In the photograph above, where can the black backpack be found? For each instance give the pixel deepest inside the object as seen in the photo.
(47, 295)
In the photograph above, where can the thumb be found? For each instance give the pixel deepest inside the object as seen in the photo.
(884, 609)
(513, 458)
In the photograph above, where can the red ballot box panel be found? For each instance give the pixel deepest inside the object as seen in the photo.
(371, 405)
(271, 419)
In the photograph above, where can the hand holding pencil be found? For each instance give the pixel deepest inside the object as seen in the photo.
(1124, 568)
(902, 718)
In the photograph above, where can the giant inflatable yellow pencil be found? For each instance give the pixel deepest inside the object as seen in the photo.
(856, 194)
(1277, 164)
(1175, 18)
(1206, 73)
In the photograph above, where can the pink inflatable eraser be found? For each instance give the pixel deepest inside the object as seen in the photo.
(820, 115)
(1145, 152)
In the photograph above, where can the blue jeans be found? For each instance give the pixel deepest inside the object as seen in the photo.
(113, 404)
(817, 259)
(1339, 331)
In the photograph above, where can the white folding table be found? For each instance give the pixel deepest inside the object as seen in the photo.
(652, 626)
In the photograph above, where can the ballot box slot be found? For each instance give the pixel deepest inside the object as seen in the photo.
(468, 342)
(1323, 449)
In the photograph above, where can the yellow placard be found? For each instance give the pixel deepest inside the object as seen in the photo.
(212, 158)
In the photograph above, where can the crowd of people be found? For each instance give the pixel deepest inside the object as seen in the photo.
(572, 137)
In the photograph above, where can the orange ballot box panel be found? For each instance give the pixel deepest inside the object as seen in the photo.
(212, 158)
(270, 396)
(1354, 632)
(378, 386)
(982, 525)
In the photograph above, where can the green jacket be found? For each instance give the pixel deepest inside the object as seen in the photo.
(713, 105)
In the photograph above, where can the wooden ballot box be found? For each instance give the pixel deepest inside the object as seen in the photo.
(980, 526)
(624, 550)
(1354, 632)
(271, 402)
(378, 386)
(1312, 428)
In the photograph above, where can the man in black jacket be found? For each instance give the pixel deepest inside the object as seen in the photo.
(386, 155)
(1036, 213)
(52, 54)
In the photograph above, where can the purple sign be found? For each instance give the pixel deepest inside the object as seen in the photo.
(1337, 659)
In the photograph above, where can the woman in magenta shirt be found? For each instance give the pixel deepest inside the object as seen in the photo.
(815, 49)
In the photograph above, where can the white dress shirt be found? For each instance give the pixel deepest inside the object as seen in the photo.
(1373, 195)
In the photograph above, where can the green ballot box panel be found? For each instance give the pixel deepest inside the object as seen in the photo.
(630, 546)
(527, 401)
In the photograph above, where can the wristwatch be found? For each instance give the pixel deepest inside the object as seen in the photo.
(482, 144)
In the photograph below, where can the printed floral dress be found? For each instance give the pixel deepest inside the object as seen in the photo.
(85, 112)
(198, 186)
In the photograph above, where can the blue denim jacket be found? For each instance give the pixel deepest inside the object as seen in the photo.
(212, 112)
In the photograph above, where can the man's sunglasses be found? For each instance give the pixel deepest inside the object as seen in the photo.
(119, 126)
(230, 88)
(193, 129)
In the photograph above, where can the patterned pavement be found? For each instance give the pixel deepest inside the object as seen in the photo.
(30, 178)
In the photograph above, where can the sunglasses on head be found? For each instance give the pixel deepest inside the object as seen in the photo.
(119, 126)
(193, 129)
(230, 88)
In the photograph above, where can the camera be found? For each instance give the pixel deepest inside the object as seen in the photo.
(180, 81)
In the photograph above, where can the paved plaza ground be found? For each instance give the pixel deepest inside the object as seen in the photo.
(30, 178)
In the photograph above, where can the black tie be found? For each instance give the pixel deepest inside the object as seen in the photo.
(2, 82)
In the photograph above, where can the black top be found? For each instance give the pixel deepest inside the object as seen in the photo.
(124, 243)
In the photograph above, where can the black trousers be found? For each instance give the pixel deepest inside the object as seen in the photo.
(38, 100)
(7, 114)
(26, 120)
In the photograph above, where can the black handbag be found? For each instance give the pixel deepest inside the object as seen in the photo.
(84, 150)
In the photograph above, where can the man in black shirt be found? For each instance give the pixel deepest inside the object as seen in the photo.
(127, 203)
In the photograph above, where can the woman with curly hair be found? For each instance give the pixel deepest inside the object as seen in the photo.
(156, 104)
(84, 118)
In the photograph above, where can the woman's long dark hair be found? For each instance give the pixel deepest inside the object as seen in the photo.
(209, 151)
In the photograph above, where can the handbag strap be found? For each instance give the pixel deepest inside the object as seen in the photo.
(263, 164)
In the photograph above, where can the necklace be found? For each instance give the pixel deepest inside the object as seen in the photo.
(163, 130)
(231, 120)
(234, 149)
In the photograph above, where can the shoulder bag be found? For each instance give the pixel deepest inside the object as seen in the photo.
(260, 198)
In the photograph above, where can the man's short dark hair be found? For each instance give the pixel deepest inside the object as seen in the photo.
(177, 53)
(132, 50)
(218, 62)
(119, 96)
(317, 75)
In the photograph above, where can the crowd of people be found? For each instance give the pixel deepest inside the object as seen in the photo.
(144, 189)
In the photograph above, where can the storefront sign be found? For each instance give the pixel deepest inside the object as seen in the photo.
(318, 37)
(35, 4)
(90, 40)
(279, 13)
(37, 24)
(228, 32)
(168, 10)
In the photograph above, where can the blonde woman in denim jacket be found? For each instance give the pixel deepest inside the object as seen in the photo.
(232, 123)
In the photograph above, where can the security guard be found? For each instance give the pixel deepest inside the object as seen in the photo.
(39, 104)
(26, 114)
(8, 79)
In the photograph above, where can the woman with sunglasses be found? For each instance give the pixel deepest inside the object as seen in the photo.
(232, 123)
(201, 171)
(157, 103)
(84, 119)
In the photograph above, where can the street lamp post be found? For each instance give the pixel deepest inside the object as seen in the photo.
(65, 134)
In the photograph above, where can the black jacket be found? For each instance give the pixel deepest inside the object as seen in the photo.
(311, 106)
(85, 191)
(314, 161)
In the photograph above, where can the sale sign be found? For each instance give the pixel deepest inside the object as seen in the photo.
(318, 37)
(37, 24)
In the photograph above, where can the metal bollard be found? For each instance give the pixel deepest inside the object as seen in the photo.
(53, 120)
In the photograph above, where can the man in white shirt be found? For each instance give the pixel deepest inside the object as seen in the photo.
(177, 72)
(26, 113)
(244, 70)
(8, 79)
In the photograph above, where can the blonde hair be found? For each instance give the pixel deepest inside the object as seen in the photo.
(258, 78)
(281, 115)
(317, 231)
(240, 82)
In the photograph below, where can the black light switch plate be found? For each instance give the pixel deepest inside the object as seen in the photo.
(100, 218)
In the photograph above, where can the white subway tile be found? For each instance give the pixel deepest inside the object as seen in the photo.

EXERCISE REQUIREMENTS:
Rewrite all the lines above as a numbered list, dropping any blank lines.

WRITTEN SOLUTION:
1. In the photograph above, where can the black backpack be found? For each instance give the pixel deepest inside the object as seen in the photo.
2. (47, 295)
3. In the photograph above, where can the thumb be found? For each instance give the pixel deepest inside the object as seen in the photo.
4. (884, 609)
5. (513, 458)
6. In the photograph above, where can the red ballot box panel be found? For each instance give the pixel deepest inside the object as seen in the photo.
7. (371, 405)
8. (271, 419)
9. In the photograph above, where can the hand holding pencil be found? For each instance give the pixel deepest inside the object as seen in the photo.
10. (1124, 568)
11. (902, 718)
12. In the photograph above, where can the giant inflatable yellow pencil be found? For each instance give the pixel deepest inside the object as seen in the photo.
13. (856, 194)
14. (1277, 164)
15. (1175, 18)
16. (1206, 73)
17. In the photograph above, where can the pink inflatable eraser be found? For each instance give the pixel deepest inside the object as seen in the photo.
18. (820, 115)
19. (1145, 152)
20. In the photograph above, where can the blue jeans be found? For each instance give the pixel deepest inside the object as seen in the photo.
21. (113, 404)
22. (817, 259)
23. (1339, 331)
24. In the photograph above, where can the white folding table be found? For each instance give the pixel deepest inside the object as seen in the photo.
25. (652, 626)
26. In the photograph above, where can the ballot box slot be found? For each instance give the pixel deepest inside the object as seen in the photo.
27. (468, 342)
28. (1323, 449)
29. In the photograph above, where can the yellow placard be found? For each instance give the pixel deepest inside the object as seen in the photo.
30. (212, 158)
31. In the photograph above, where can the crowd of people be found? For each instance give the pixel deepest inside the object as seen in the photo.
32. (572, 137)
33. In the photograph above, where can the orange ballot box panel be found? For each instance give the pixel deepest inside the object as seen in the photo.
34. (212, 158)
35. (270, 396)
36. (1354, 632)
37. (378, 386)
38. (982, 525)
39. In the photograph above, where can the green jacket be found? For each instance give the pixel deepest inside the object as seen in the photo.
40. (713, 105)
41. In the photograph above, where can the wooden ballot box be found? For each instance give the pixel deepest inside the object as seen in the photo.
42. (980, 526)
43. (624, 550)
44. (1354, 632)
45. (271, 402)
46. (378, 386)
47. (1312, 428)
48. In the photograph above, where can the man in black jacket be found? For each instance give the pixel deepest inside the object as seen in the photo.
49. (386, 155)
50. (1036, 213)
51. (52, 54)
52. In the photograph above, where can the purple sign be found? For each instance give the pixel deepest inside the object as seen in the photo.
53. (1337, 659)
54. In the photograph above, where can the woman in magenta shirt be found? For each instance give the pixel deepest inside the object as seen in the photo.
55. (815, 49)
56. In the photograph above, where can the white dress shirt be found? For each instance give the pixel deepest inside the object as seen in the photo.
57. (1373, 195)
58. In the photograph above, where can the green ballot box panel be found? For each instance give the pixel deepest inside the object as seen in the photo.
59. (630, 546)
60. (527, 401)
61. In the photograph above, where can the wristwatch be found? For each instance give the pixel deepest inside the object as seen in the photo.
62. (482, 144)
63. In the photograph below, where can the printed floral dress be found? For each instance give the pixel deepest inside the object as seen in the photo.
64. (85, 112)
65. (198, 186)
66. In the photograph above, where can the blue denim jacket be found? For each instance give the pixel deepest inside the object as seen in the photo.
67. (212, 112)
68. In the photograph above, where can the man's sunglasses be found? For each instance give the pixel deepest inside the object as seen in the photo.
69. (119, 126)
70. (230, 88)
71. (193, 129)
72. In the photograph above, where can the patterned pavement be found? For each instance give the pixel deepest inside the object as seen in the photo.
73. (30, 178)
74. In the photograph above, where can the sunglasses on head be found? For each instance give the pixel deepest inside the object as seen in the photo.
75. (119, 126)
76. (193, 129)
77. (230, 88)
78. In the photograph above, where can the camera be found? For each instance give the pixel deepest inside the object as seen in the photo.
79. (180, 81)
80. In the photograph above, where can the paved plaza ground be found? For each instance give the pixel deepest inside the object as seen in the photo.
81. (30, 178)
82. In the photograph above, where can the black tie be found? For each instance give the pixel deepest inside the object as seen in the photo.
83. (2, 82)
84. In the photograph above, where can the black top be found? For each instance give the pixel deepest inside the object as seen in the photo.
85. (124, 243)
86. In the photograph above, where can the black trousers be found? For each instance give the pixel deepest inside the object as seen in the photo.
87. (38, 100)
88. (7, 114)
89. (26, 120)
90. In the photograph above, where can the black handbag be found? For each instance give the pixel deepest inside the object as seen in the photo.
91. (84, 150)
92. In the photograph above, where can the man in black shirt be found? For each instance give the pixel deepest inside the object as seen in the photo.
93. (127, 203)
94. In the photograph above, where can the woman with curly hair be found? For each instance give the pixel deepest inside the object as seen in the photo.
95. (156, 104)
96. (84, 118)
97. In the photograph above, where can the woman's long dark hair be found? For each instance give the pixel deepest inside the object as seen in the photo.
98. (209, 151)
99. In the photograph above, where can the handbag strap be found? For each instance give the pixel deepest inside the object as seen in the photo.
100. (263, 164)
101. In the photograph above, where can the necklace be found? For each instance give the pixel deepest inside the object as seen in the photo.
102. (163, 130)
103. (231, 120)
104. (234, 149)
105. In the photograph above, where can the shoulder bag be found? For each instance give the pixel deepest inside the object as seen in the photo.
106. (260, 198)
107. In the photograph above, where can the man's short dark hair be found? For each instance give the pixel deepest inside the object as seen in the photo.
108. (177, 53)
109. (132, 50)
110. (218, 62)
111. (119, 96)
112. (317, 75)
113. In the photograph above, where can the crowd of people be found? For each instance give the pixel deepest inside the object as seen in the photo.
114. (144, 189)
115. In the photograph above, where can the storefront sign be found? For each instance give the pixel deepest inside the object as seen in the photo.
116. (318, 37)
117. (35, 4)
118. (90, 40)
119. (279, 13)
120. (37, 24)
121. (228, 32)
122. (168, 10)
123. In the photograph above, where can the blonde woman in denim jacket be found? For each instance give the pixel deepest inside the object as seen in the photo.
124. (232, 123)
125. In the photograph above, where can the security guard be found? For each instance give the pixel deepest inside the object as seen in the photo.
126. (39, 104)
127. (26, 114)
128. (8, 79)
129. In the photograph above, where can the woman with sunglasses be found? For each instance give the pixel deepest inside the object as seen in the photo.
130. (232, 123)
131. (201, 171)
132. (157, 103)
133. (84, 119)
134. In the photograph above, where can the street lamp post be found? For each instance give the pixel deepest inside the object as seen in the photo.
135. (65, 134)
136. In the photograph above, where can the black jacket be found? For each instance give the pixel deepest inside the object as seen in the photo.
137. (311, 106)
138. (85, 191)
139. (314, 161)
140. In the photograph above, where can the sale sign be found? For each instance give the pixel deepest inside the object as seen in the photo.
141. (318, 37)
142. (37, 24)
143. In the photograph above, where can the metal bollard be found? For each instance give the pixel deepest inside the object as seen in the photo.
144. (53, 120)
145. In the photograph above, where can the man in white shirt be found? For each instance give the pixel deepest inside the object as seen in the photo.
146. (177, 72)
147. (26, 113)
148. (244, 70)
149. (8, 79)
150. In the photograph above, where can the blonde hair be found? For each instance give the pixel deepest inside the object as seen in the photo.
151. (258, 78)
152. (281, 115)
153. (317, 231)
154. (240, 82)
155. In the photograph below, where can the black light switch plate be found? For each instance give the pixel deepest inside the object as seen in the photo.
156. (100, 218)
157. In the photograph above, where can the white subway tile be found? For each instance give the pixel deepest inside the object as seen in the photo.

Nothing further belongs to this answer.